══ Excerpted passage ══
Skip to content

Optimization

optimize_anything is the Dreadnode-native frontend for text optimization. The first backend is GEPA, but the public surface stays in the SDK.

import dreadnode as dn
from dreadnode.optimization import EngineConfig, OptimizationConfig
def evaluate(candidate: str, example: dict[str, str]) -> float:
return 1.0 if example["expected"] in candidate else 0.0
optimization = dn.optimize_anything(
seed_candidate="Answer the question directly.",
dataset=[
{"question": "What is Dreadnode?", "expected": "Dreadnode"},
{"question": "What is GEPA?", "expected": "GEPA"},
],
valset=[
{"question": "Name the SDK.", "expected": "Dreadnode"},
],
objective="Improve a short answer prompt for factual responses.",
evaluator=evaluate,
config=OptimizationConfig(
engine=EngineConfig(max_metric_calls=50),
),
)
result: dn.OptimizationResult = await optimization.run()
print(result.best_score, result.best_candidate)
  • Optimization is the executor returned by dn.optimize_anything(...).
  • OptimizationConfig holds backend-neutral engine, reflection, merge, refiner, and tracking settings.
═══
» **Directions**:
1. According to the optimization page, which kinds of settings does OptimizationConfig hold? List every one.
2. Extend the optimization page, starting right after its last bullet point.
The items come from a separate source and are not part of the optimization page.
══ Data under study ══
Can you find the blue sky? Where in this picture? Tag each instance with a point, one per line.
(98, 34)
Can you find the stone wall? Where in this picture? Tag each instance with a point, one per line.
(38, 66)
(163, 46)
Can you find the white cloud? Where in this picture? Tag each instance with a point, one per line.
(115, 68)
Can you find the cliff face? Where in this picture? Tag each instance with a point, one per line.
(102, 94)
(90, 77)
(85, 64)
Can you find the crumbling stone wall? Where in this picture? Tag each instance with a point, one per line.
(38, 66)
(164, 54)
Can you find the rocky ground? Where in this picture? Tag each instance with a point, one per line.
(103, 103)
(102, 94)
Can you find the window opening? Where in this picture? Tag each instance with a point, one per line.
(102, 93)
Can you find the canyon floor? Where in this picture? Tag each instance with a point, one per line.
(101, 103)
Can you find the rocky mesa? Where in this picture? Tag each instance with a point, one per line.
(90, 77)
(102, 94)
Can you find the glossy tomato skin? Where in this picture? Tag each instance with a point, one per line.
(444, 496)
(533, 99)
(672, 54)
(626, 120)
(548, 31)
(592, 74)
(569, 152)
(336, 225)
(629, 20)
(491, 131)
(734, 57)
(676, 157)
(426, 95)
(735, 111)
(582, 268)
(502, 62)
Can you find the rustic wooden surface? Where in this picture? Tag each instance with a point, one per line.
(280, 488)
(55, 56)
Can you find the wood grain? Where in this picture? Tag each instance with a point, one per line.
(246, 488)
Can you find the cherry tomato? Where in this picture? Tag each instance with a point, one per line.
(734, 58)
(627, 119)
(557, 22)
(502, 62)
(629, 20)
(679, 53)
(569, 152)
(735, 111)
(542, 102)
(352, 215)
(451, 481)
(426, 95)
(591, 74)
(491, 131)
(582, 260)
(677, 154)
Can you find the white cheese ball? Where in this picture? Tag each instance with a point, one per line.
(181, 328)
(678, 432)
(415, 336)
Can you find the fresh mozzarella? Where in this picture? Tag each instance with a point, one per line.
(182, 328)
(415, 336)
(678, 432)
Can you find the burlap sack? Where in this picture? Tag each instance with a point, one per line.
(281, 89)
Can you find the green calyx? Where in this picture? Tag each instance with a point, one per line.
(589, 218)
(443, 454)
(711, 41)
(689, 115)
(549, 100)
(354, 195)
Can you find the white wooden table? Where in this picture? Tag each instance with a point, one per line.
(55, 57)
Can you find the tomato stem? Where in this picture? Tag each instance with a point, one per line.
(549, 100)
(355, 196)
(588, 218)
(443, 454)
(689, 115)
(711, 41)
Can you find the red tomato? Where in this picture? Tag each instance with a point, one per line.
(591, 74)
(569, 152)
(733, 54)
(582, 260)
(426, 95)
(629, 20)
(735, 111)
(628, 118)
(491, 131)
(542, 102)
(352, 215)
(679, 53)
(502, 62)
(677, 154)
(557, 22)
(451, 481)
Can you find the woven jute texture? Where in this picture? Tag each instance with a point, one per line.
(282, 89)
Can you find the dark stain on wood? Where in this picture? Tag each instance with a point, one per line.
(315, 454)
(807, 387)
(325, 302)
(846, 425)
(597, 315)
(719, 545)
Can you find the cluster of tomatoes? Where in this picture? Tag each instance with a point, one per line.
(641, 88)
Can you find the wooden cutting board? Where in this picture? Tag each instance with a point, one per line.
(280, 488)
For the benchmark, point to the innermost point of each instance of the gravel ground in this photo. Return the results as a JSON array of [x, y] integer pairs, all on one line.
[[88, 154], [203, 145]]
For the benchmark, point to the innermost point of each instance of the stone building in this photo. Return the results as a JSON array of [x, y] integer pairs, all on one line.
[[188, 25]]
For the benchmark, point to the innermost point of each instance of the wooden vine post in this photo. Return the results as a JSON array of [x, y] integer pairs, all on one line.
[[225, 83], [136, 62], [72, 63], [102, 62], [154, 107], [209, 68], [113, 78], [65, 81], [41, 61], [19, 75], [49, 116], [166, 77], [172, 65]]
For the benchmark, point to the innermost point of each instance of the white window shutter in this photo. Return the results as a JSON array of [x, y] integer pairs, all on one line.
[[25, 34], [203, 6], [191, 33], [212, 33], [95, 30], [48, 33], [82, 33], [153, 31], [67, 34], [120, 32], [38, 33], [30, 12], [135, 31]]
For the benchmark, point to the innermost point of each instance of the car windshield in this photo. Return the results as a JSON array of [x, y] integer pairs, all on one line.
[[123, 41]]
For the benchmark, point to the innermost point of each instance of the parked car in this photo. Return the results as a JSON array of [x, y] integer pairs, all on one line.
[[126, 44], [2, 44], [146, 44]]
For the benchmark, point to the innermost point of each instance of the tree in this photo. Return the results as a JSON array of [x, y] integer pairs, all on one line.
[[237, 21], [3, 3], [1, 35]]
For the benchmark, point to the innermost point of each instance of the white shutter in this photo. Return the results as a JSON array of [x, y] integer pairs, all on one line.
═══
» **Your written answers**:
1. engine, reflection, merge, refiner, tracking

2.
  • OptimizationStart, OptimizationError, and OptimizationEnd are the initial lifecycle events.
  • OptimizationEvaluation lets evaluators return a score plus side information and traces.

Use an adapter when you need GEPA’s full callback lifecycle, batched evaluation, or reflective datasets for agents and other multi-component systems.

Current adapter-mode support in Dreadnode:

  • Supported: reflection config, merge config, tracking config, stop_callbacks, and core engine settings such as max_metric_calls, seed, track_best_outputs, frontier_type, and val_evaluation_policy
  • Not yet supported: background, refiner, or adapter-mode engine knobs that GEPA’s api.optimize(...) does not expose in the current package surface

Adapter-backed streams can emit IterationStart, CandidateAccepted, CandidateRejected, ValsetEvaluated, BudgetUpdated, ParetoFrontUpdated, and OptimizationEnd.

Hosted optimization is a separate control-plane path from local optimize_anything(...) runs. V1 is intentionally narrow:

  • backend: gepa
  • target: capability_agent
  • optimizable components: ["instructions"]
  • reward input: declarative RewardRecipe

Use the API client when you want the platform to provision the runtime and execute the job:

from dreadnode import Dreadnode
from dreadnode.app.api.models import (
CapabilityRef,
CreateGEPAOptimizationJobRequest,
DatasetRef,
RewardRecipe,
)
dn = Dreadnode().configure(
server="http://localhost:3000",
api_key="dn_...",
organization="acme",
workspace="research",
)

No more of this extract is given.